Stored rows
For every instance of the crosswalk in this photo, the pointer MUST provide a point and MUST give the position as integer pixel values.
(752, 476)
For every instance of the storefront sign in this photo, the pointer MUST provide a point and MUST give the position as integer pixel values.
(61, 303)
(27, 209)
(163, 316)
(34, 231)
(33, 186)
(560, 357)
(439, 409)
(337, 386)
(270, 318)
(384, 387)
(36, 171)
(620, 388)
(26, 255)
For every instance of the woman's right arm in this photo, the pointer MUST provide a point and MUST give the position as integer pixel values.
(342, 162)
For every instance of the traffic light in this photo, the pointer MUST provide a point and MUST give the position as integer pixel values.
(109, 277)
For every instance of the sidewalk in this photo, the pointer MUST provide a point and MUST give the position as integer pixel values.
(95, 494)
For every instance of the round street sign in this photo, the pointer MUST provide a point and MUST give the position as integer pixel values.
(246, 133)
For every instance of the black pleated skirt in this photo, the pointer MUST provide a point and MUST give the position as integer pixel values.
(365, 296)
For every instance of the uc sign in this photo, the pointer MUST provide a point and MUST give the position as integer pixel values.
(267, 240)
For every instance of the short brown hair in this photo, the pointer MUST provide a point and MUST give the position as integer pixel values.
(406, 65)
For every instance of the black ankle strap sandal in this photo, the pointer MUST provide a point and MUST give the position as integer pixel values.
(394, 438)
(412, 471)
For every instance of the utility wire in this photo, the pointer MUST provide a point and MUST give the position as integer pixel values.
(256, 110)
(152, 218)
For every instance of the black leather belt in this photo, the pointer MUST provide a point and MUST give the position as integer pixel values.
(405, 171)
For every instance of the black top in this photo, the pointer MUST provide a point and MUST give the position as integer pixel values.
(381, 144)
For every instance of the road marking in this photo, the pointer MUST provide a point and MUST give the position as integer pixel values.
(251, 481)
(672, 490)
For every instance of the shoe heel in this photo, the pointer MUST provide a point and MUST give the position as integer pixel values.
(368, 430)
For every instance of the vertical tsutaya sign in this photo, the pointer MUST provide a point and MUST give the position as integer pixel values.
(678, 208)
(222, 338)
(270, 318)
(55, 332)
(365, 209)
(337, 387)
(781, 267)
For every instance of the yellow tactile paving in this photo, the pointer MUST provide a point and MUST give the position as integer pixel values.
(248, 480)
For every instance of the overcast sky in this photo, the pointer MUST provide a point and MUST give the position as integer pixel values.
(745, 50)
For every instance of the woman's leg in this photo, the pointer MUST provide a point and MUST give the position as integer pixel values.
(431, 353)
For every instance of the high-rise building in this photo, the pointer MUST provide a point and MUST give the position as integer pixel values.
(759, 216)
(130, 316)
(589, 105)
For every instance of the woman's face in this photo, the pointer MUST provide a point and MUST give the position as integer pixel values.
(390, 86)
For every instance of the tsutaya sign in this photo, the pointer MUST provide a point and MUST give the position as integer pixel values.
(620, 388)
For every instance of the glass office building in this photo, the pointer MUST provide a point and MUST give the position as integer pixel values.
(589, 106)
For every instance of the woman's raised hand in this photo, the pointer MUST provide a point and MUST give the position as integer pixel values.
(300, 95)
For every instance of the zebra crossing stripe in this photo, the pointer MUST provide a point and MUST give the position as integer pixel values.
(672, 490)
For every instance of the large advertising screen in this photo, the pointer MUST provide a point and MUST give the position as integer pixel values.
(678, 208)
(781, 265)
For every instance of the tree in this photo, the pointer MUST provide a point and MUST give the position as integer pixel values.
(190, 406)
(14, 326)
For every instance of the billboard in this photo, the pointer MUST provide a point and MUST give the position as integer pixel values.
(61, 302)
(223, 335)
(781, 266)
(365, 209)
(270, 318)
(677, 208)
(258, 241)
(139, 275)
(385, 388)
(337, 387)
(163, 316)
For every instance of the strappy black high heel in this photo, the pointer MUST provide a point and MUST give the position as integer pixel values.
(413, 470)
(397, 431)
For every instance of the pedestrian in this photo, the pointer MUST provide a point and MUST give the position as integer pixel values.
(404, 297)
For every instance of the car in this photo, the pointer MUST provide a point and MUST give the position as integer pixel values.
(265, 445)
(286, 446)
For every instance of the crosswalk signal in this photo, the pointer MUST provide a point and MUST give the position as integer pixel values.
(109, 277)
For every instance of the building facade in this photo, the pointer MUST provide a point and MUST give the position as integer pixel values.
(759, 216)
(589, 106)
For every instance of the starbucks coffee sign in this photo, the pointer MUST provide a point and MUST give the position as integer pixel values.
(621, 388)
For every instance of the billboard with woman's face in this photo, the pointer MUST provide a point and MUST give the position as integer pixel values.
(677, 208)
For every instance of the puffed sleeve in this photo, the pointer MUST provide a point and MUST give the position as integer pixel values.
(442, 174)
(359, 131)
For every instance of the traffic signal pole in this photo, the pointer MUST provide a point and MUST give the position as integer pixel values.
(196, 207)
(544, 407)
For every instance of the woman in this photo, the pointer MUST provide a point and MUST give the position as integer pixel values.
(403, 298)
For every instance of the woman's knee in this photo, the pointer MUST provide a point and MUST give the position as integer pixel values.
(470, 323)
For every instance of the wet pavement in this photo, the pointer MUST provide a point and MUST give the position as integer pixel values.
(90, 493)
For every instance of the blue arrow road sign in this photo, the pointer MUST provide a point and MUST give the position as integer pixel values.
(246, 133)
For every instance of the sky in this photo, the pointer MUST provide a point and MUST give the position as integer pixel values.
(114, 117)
...
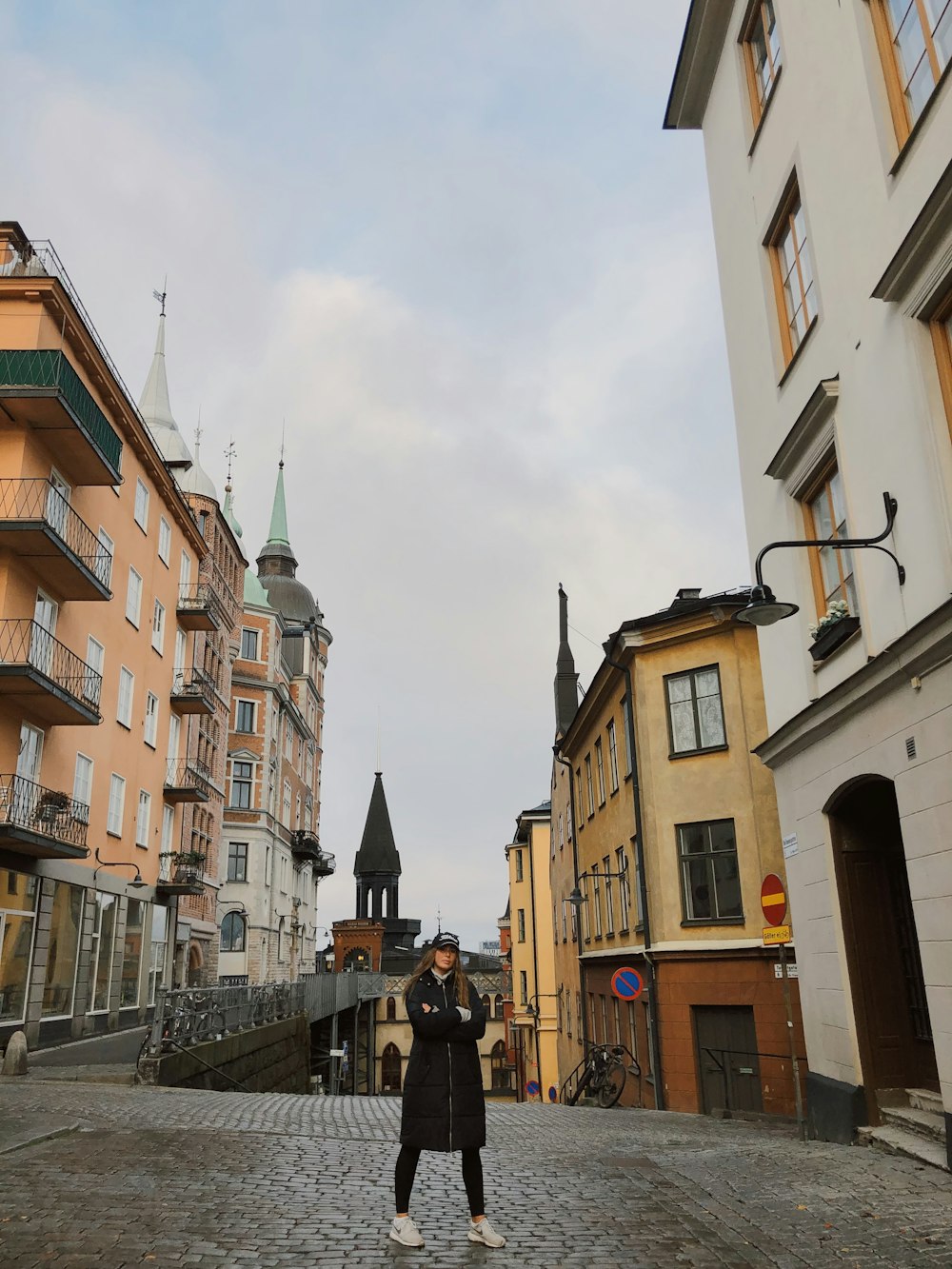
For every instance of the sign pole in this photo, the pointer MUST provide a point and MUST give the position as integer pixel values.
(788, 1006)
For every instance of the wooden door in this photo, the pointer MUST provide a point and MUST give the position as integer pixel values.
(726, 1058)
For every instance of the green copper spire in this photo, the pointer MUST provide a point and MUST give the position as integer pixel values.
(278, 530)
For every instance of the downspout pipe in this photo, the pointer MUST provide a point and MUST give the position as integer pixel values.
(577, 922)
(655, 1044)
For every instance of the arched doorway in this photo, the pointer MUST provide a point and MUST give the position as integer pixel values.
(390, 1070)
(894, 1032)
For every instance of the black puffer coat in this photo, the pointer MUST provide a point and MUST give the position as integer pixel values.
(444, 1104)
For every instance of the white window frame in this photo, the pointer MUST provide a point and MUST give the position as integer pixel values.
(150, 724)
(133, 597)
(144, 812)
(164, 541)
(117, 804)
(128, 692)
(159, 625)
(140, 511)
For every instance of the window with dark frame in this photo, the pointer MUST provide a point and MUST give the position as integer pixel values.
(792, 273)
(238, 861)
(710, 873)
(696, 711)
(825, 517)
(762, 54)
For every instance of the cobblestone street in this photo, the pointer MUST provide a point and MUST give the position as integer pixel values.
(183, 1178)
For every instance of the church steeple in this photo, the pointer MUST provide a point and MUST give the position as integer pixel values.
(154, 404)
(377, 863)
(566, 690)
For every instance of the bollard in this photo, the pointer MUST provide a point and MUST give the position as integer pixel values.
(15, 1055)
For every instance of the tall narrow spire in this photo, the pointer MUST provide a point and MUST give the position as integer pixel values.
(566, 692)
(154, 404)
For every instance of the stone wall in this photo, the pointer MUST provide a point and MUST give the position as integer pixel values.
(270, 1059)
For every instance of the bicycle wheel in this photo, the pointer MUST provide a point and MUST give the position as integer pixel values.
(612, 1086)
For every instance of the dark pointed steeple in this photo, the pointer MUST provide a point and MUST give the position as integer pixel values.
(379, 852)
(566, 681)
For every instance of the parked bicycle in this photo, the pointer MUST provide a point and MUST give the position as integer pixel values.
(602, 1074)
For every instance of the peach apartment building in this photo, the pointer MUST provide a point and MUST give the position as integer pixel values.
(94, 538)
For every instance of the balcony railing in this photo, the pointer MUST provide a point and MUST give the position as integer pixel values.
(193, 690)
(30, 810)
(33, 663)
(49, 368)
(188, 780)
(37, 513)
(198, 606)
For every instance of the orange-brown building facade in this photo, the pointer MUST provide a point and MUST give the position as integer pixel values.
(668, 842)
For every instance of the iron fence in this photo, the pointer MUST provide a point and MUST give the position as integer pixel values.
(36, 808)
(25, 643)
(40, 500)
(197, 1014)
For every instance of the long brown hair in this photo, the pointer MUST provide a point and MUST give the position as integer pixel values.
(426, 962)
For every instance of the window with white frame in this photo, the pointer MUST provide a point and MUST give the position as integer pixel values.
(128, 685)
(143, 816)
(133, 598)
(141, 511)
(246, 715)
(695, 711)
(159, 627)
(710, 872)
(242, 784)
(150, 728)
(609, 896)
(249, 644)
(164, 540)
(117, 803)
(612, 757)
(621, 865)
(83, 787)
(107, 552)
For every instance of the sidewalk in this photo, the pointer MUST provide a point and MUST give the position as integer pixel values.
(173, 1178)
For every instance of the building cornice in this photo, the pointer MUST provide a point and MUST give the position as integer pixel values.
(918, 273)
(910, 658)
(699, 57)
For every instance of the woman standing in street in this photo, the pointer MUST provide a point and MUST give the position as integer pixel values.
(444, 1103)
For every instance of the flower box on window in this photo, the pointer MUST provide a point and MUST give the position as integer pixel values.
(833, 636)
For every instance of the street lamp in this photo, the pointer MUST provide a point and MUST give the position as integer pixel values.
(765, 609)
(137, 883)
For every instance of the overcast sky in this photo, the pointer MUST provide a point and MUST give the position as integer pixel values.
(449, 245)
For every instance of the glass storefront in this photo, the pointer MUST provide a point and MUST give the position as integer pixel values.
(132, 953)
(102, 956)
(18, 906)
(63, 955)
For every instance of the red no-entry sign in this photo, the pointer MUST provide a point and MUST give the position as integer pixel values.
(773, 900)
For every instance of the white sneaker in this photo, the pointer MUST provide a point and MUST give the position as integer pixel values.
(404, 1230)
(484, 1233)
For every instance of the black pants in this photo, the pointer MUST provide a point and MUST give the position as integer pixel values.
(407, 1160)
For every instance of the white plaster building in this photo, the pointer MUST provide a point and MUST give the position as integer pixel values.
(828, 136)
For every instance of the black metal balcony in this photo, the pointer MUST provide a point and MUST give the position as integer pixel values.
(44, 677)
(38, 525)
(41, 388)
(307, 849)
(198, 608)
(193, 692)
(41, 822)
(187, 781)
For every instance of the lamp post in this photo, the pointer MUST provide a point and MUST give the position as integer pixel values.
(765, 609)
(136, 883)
---
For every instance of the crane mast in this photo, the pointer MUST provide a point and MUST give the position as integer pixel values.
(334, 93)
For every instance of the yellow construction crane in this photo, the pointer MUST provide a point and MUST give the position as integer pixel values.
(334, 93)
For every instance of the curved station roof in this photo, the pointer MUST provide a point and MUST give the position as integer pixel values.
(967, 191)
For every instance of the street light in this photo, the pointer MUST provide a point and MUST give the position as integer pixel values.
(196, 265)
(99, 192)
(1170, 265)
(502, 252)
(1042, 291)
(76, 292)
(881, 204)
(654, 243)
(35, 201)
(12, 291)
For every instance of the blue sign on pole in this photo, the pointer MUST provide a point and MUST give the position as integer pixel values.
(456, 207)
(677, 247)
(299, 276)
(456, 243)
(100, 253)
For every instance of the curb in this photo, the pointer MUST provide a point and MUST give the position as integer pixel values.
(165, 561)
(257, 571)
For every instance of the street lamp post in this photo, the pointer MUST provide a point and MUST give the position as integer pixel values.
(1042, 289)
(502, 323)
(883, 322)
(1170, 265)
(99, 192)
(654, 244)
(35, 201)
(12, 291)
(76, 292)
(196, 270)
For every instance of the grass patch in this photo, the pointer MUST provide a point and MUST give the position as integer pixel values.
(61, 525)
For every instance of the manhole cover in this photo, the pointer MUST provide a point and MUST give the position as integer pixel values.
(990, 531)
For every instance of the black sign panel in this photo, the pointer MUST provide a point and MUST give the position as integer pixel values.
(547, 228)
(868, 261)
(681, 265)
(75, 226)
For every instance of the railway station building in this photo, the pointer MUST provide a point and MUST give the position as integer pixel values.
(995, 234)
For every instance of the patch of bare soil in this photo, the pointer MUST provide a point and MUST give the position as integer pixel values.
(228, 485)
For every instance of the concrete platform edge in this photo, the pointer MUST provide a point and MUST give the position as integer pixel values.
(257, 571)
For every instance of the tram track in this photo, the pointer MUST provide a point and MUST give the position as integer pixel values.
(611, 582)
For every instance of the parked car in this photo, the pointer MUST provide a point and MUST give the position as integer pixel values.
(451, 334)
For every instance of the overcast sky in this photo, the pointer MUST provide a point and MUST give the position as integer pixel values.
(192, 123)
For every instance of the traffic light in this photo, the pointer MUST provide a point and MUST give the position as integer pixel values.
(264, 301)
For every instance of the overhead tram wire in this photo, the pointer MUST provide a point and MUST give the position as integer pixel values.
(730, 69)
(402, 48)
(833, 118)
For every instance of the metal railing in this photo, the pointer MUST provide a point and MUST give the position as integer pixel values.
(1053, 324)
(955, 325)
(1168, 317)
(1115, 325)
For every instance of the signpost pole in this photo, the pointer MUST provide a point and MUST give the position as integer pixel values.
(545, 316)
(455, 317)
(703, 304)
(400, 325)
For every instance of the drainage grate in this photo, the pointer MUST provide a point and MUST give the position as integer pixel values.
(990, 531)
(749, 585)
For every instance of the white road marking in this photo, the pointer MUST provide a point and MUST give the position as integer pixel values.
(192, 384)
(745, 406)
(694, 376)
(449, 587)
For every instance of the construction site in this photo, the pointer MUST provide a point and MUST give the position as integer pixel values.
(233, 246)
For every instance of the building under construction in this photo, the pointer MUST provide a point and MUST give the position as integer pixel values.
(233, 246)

Given task
Return every line in the items above that contains the string "signal". Case counts when matching.

Full answer
For every instance of the crosswalk signal in this photo, the pointer MUST provide a point and MUST give the position as integer pixel values.
For every instance of the traffic signal pole in this photo, the pointer MUST provide a point and MUST give the position as integer pixel values.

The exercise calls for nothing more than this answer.